Jeez... still having a hard time recovering...

- Matt


7 Jul 2008 22:23:11 UTC
Rather dull holiday weekend except for the fact I was up in Oregon and remotely dealing with several server issues hidden from the public - nothing really newsworthy. Various previously mentioned projects are continuing along: I'm installing an OS on ptolemy in the hopes we can flash upgrade the current RAID cards' software and see if that helps, otherwise we're buying new cards that we *know* work. I might do a bit of physical server shuffling during the weekly outage tomorrow - get some of the newer stuff into the closet - maybe.

Looks like the big "scoring meeting" is also tomorrow where we will try to settle on our candidate scoring algorithms. Basically we need to pool together our scoring techniques from previous reobservation runs and apply it to the nitpicker which, unlike all prior data analysis, runs and updates in real time as signals flow in. It was easier before, at least in the candidate analysis I've done. You'd turn the crank, look at the results, adjust some variables and turn the crank again. Not so easy to be as casual and change algorithms when the crank is turning 24/7 and a million signals are added every day.

Oh yeah - back to the "ALFA running" problem on the science status page. Turns out we need to recompile our program that peeks at the observatory status broadcasts for our own status pages. This hasn't been recompiled in ages, and much has changed in the meantime. An added compilation is that this running on a Solaris machine down in Puerto Rico making recompiling old, stale code a challenge. Jeff is tackling that.

- Matt


3 Jul 2008 21:11:53 UTC
Crazy day getting ready for the long July 4th weekend. There was more testing on ptolemy with more depressing results (why isn't it picking up the hot spare when I pulled a drive out from an active array?!). I actually yanked the whole server out of the closet (which required me temporarily shutting down one of the download servers which was physically in the way - but nobody seemed to notice much). We opened it up and found the RAID is indeed on cards and not the motherboard, which is good as this means if we can't get this to ultimately work we can get some 3ware cards (or some such) instead.

Meanwhile, with ptolemy pretty much gone we've been having mounting problems with servers still requesting its disks. No matter how hard you try there's always some dependencies that hide until too late. So it's been a morning full of killing automounter processes, cleaning up stale mounts, deleting bogus trigger files, restarting services, etc. This was mostly hidden from the public - except for several status pages being out of whack. Actually the assimilators all froze but this was hidden behind the stale server status page. Now the queue is pretty large, but it should drain out just fine.

Eric and Jeff are still getting to the bottom of the database/esql interface woes, doing some extreme programming over by Jeff's desk. Converting lists with cryptic, undocumented size limits to blobs. One of the last major hurdles for the first rev of the nitpicker. Then it's doing all the scoring algorithms, which we'll discuss next week.

- Matt


2 Jul 2008 22:29:10 UTC
Working on ptolemy's conversion into a NAS box today, with the focus on putting bigger drives in it and testing out its onboard RAID controllers. We're finding the hardware RAID to be a bit outdated and not exactly everything we want. For example, it has a 2TB logical drive size limit, and we can't create logical drives using more than half the physical drives (they are split over two separate controllers). I guess we can deal.

> _COLLECTED DATA_:

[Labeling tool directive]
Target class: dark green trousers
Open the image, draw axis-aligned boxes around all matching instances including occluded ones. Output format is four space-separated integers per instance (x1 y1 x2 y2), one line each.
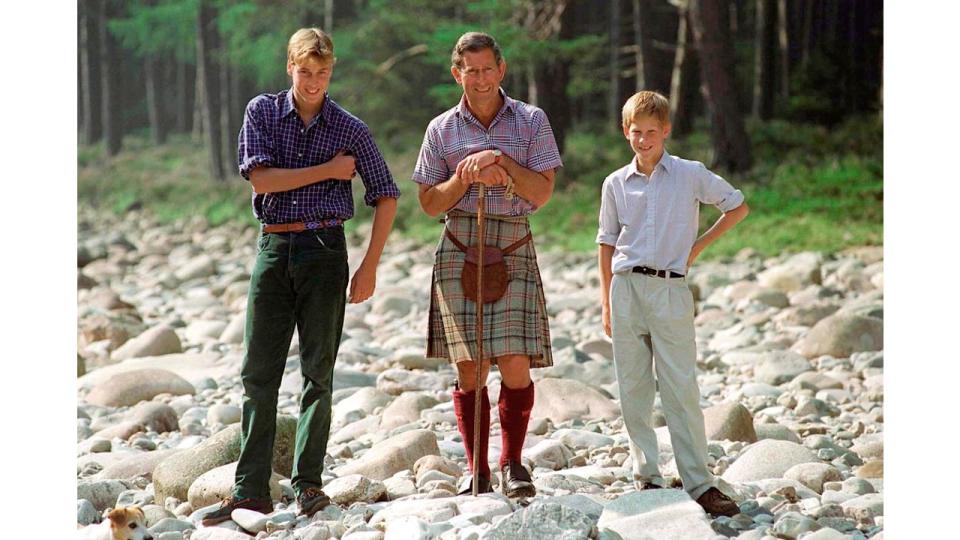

> _PROBLEM_: Reproduce verbatim the passage of the server news excerpt that runs from "Jeez... still having" up to and including "closet - maybe.".

> _ANSWER TO THE EXERCISE_:
Jeez... still having a hard time recovering...

- Matt


7 Jul 2008 22:23:11 UTC
Rather dull holiday weekend except for the fact I was up in Oregon and remotely dealing with several server issues hidden from the public - nothing really newsworthy. Various previously mentioned projects are continuing along: I'm installing an OS on ptolemy in the hopes we can flash upgrade the current RAID cards' software and see if that helps, otherwise we're buying new cards that we *know* work. I might do a bit of physical server shuffling during the weekly outage tomorrow - get some of the newer stuff into the closet - maybe.